=== Description of the task ===
Your answer should be the lines of the material that include the word "below".

=== Provided information ===

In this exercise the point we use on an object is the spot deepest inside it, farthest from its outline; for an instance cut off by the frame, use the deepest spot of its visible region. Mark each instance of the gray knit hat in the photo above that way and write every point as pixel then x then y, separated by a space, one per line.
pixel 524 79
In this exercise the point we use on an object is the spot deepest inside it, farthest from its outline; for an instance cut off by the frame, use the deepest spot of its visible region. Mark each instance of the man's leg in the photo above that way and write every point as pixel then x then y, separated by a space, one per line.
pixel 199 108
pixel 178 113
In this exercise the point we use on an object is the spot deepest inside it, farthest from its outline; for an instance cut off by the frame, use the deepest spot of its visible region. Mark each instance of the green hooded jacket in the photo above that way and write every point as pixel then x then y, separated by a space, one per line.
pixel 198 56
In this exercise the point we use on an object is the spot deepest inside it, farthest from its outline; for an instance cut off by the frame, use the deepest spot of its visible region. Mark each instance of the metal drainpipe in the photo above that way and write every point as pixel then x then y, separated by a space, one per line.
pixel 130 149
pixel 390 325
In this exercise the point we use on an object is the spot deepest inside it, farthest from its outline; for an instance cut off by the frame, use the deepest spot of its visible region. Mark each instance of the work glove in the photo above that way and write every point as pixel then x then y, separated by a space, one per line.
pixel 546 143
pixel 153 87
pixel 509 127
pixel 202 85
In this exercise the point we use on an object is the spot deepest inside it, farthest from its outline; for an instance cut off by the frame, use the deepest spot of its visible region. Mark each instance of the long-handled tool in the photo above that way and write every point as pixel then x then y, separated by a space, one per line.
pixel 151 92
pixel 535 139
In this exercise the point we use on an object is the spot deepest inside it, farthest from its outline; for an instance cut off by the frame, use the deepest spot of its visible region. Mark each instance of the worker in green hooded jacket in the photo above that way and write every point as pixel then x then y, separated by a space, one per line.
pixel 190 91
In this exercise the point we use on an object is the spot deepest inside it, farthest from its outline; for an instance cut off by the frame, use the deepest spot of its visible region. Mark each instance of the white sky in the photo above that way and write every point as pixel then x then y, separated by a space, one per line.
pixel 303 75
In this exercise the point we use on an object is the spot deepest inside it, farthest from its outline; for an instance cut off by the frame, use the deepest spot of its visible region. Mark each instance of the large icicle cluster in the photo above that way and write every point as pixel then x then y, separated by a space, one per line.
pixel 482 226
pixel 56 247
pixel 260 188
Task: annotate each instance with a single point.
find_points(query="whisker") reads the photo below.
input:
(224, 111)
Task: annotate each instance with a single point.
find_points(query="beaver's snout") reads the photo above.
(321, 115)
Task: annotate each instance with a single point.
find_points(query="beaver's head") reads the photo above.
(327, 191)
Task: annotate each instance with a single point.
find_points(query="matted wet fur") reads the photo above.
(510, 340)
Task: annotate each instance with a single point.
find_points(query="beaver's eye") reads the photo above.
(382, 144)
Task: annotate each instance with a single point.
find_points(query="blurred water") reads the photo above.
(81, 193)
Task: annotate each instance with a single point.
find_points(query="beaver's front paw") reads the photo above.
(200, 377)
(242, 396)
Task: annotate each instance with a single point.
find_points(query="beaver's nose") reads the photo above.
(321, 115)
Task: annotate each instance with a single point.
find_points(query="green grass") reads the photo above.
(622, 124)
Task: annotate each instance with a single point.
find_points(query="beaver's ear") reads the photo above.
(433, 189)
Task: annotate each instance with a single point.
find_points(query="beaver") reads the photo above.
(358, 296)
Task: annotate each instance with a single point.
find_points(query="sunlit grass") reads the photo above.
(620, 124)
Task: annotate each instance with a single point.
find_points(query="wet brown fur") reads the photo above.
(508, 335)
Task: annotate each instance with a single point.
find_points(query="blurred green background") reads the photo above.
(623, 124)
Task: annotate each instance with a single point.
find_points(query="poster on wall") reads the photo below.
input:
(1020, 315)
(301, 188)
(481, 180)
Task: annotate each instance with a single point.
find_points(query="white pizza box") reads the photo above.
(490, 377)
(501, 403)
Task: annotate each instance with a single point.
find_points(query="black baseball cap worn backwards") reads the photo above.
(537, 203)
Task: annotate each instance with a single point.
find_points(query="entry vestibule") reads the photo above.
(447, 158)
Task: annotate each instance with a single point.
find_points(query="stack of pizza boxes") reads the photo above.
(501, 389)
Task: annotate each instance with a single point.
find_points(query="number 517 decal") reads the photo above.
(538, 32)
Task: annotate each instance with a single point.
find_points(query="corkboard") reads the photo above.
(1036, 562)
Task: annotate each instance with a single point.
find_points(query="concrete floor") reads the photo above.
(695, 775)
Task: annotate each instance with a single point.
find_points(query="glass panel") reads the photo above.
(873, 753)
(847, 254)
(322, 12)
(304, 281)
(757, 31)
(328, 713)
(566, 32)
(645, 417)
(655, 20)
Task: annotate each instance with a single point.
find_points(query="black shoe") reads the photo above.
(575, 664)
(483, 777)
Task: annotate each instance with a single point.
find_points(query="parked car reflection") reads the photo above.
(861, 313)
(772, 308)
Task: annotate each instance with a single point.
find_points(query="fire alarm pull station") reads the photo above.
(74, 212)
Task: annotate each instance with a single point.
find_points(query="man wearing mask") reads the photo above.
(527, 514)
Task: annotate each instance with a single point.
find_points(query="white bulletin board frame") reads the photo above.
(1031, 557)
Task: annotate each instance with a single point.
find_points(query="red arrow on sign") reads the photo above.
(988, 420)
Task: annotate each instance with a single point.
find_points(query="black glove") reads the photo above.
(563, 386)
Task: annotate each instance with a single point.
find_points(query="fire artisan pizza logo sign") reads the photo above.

=== Exercise result ===
find_points(query="whisker") reads the photo below.
find_points(query="poster on wall") reads the photo below.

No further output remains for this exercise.